■ Directions for this task ■
Retype the listing without any alteration.

■ Information supplied ■
────────────────────────────────────────
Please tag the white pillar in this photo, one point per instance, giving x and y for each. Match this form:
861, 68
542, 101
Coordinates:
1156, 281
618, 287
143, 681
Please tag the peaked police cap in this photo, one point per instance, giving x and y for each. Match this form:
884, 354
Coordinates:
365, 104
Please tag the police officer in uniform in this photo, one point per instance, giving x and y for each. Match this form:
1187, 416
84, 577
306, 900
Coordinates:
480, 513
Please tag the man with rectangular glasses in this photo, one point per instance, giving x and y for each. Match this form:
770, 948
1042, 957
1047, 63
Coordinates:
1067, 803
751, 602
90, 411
────────────────────────────────────────
■ Result of this exercise ■
Please tag the white pillar in this photo, one point per instance, giving x and y for each. Match this form:
861, 68
542, 101
Coordinates:
1156, 281
618, 287
143, 681
Please tag the peaked police cap in this photo, one point per instance, giving x and y for each. Match this form:
884, 354
Coordinates:
365, 104
Please tag the police officer in uniform in this photo, one point per instance, giving x and y for each. Match this form:
1187, 416
84, 577
306, 900
Coordinates:
480, 513
Please tag the man with rectangular glasses in this photo, one point per instance, giving x and y for each. Match this form:
770, 948
1042, 957
1047, 63
Coordinates:
1067, 803
751, 602
90, 411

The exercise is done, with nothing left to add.